*PROVIDED MATERIAL:*

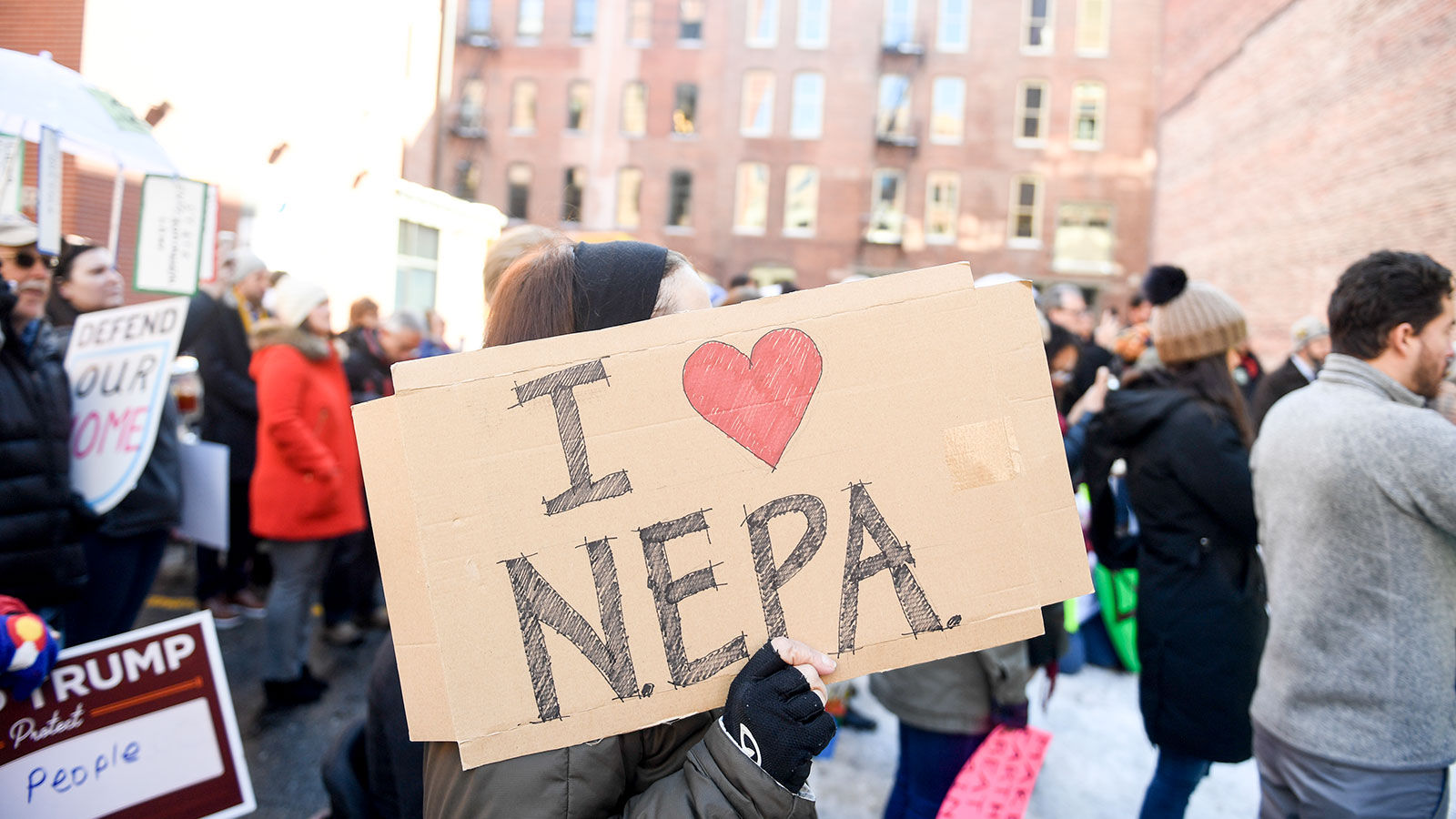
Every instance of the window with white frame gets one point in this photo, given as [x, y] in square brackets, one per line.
[943, 206]
[1037, 29]
[801, 200]
[633, 109]
[887, 206]
[584, 21]
[640, 22]
[948, 111]
[1088, 113]
[1031, 113]
[757, 104]
[953, 28]
[763, 24]
[1092, 26]
[1084, 241]
[813, 24]
[523, 106]
[808, 106]
[750, 213]
[893, 120]
[531, 19]
[517, 189]
[899, 29]
[579, 106]
[572, 191]
[630, 197]
[1026, 212]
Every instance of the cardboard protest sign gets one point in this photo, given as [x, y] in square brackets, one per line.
[589, 533]
[118, 363]
[171, 235]
[133, 726]
[997, 780]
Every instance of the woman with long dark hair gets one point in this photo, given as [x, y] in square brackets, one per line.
[1186, 436]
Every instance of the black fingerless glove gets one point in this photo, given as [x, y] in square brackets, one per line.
[776, 719]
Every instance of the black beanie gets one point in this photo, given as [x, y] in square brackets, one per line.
[616, 283]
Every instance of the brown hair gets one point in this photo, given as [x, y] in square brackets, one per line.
[535, 296]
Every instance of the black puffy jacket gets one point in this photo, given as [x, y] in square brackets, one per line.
[41, 561]
[1200, 598]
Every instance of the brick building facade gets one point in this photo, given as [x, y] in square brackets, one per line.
[819, 138]
[1298, 136]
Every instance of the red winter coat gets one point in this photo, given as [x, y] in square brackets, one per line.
[308, 484]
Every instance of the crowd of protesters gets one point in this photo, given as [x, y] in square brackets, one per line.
[1290, 537]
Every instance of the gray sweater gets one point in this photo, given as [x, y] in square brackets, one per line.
[1354, 482]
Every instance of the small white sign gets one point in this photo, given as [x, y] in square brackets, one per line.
[171, 235]
[48, 196]
[120, 366]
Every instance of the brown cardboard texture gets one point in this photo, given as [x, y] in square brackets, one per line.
[586, 535]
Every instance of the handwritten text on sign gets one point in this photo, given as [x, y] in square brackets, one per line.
[120, 366]
[599, 530]
[138, 723]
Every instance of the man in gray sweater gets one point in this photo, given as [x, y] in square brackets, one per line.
[1354, 482]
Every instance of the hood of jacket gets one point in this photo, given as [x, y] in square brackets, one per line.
[1130, 416]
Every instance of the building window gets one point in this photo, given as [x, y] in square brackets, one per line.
[584, 21]
[1092, 26]
[472, 106]
[1084, 241]
[757, 104]
[1031, 113]
[633, 109]
[893, 120]
[801, 201]
[948, 111]
[417, 266]
[808, 106]
[523, 106]
[684, 108]
[691, 21]
[681, 200]
[478, 16]
[1026, 212]
[953, 31]
[943, 207]
[750, 213]
[579, 106]
[887, 206]
[529, 21]
[899, 24]
[1088, 109]
[468, 179]
[763, 24]
[640, 22]
[517, 189]
[813, 25]
[1037, 29]
[571, 194]
[630, 197]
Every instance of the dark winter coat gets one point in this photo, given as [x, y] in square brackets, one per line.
[41, 560]
[1200, 601]
[1274, 387]
[684, 768]
[230, 397]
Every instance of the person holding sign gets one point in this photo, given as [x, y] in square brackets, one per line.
[308, 489]
[1201, 598]
[754, 760]
[124, 554]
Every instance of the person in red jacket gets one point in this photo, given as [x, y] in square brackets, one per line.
[308, 487]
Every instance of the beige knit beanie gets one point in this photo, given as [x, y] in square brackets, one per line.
[1191, 319]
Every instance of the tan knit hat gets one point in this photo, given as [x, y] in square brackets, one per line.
[1191, 319]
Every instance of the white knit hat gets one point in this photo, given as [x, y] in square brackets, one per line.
[295, 298]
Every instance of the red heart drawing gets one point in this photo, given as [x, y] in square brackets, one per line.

*REQUIREMENTS:* Set out all of the rows above as a numbered list, omitting blank lines and the pictures.

*ANSWER TO THIS PROBLEM:*
1. Every instance of the window with white frame gets one point in this photo, given as [x, y] in square brackets, one per line.
2. [943, 206]
3. [1037, 29]
4. [801, 200]
5. [633, 109]
6. [887, 206]
7. [584, 21]
8. [640, 22]
9. [948, 111]
10. [1088, 113]
11. [1031, 113]
12. [757, 104]
13. [953, 28]
14. [763, 24]
15. [1092, 26]
16. [1084, 241]
17. [813, 24]
18. [523, 106]
19. [808, 106]
20. [750, 213]
21. [893, 120]
22. [531, 19]
23. [517, 189]
24. [899, 29]
25. [579, 106]
26. [572, 191]
27. [630, 197]
28. [1026, 212]
29. Every instance of the cardboard protest sign gets one point in this photo, given as [x, y] in square brackets, one per line.
30. [589, 533]
31. [118, 363]
32. [171, 235]
33. [133, 726]
34. [997, 780]
35. Every instance of the woman with long dark hair gets one point in this photo, given as [x, y] in square brackets, one per line.
36. [1186, 436]
37. Every instance of the black fingerless glove gets one point in this photo, given as [x, y] in square brackets, one per line.
38. [776, 719]
39. Every instance of the black beanie gets one point in this photo, given as [x, y] in square brackets, one per line.
40. [616, 283]
41. Every instance of the brown hair gets one point in this photo, given as [x, y] in square brackets, one per line.
42. [535, 296]
43. Every instance of the black puffy jacket gets one point in this photo, given as [x, y] in square brackets, one per line.
44. [41, 561]
45. [1200, 598]
46. Every instance of the brick building facade gets one point in this photo, given as [x, y] in square brackets, one per line.
47. [819, 138]
48. [1298, 136]
49. Every instance of the red winter coat gets one point in this photo, given as [x, y] in square brackets, one per line.
50. [308, 484]
51. Every instance of the crowd of protesters gets one point in this photo, given as [x, y] in square brackets, one per line.
52. [1290, 537]
53. Every instance of the gray sweater gets one point in this photo, given as [x, y] in square brackets, one per line.
54. [1354, 482]
55. Every instance of the small white sign gets one point in this photo, given as [x, y] in square brackets, one per line.
56. [171, 235]
57. [48, 196]
58. [120, 366]
59. Every instance of the brown cardboard texture gets one point in this photo, given as [x, y] in square brackets, one per line.
60. [586, 535]
61. Every instance of the handwritten text on sign gets one point in this photo, given as [x, y] in square brackets, one per line.
62. [120, 366]
63. [599, 530]
64. [138, 723]
65. Every instance of the man in gray sweater gets one point in this photo, given as [x, y] in square brackets, one per line.
66. [1354, 482]
67. Every instance of the hood of jacket gets one point in this photo, given as [x, y] in square brackets, one per line.
68. [1130, 416]
69. Every instance of the building window gets one point in this photo, given as [x, y] in square brackets, one per line.
70. [584, 21]
71. [1092, 26]
72. [472, 106]
73. [1084, 241]
74. [757, 104]
75. [1031, 113]
76. [633, 109]
77. [893, 120]
78. [801, 201]
79. [948, 111]
80. [417, 266]
81. [808, 106]
82. [523, 106]
83. [684, 108]
84. [691, 21]
85. [681, 200]
86. [478, 16]
87. [1026, 212]
88. [953, 31]
89. [943, 207]
90. [750, 213]
91. [579, 106]
92. [887, 206]
93. [529, 21]
94. [899, 24]
95. [1088, 109]
96. [468, 179]
97. [763, 24]
98. [640, 22]
99. [517, 189]
100. [813, 25]
101. [1037, 29]
102. [571, 194]
103. [630, 197]
104. Every instance of the dark winter coat gets one point in this photo, given as [x, y] in square brackets, one per line.
105. [41, 560]
106. [1200, 601]
107. [1274, 387]
108. [684, 768]
109. [230, 397]
110. Every instance of the person holding sign gets one point in this photo, given as [x, y] in square brackets, one per line.
111. [308, 489]
112. [1201, 598]
113. [754, 760]
114. [124, 554]
115. Every instance of the person in red jacket gets one point in this photo, given as [x, y] in square brackets, one per line.
116. [308, 487]
117. Every instance of the beige knit beanie gets one point in this photo, given as [x, y] in square brackets, one per line.
118. [1191, 319]
119. Every instance of the tan knit hat gets one point in this photo, given as [x, y] in square brackets, one per line.
120. [1191, 319]
121. Every instance of the white knit hat gets one point in this photo, given as [x, y] in square brackets, one per line.
122. [295, 298]
123. Every instance of the red heart drawing gets one point in this photo, given as [x, y] in square brackets, one per line.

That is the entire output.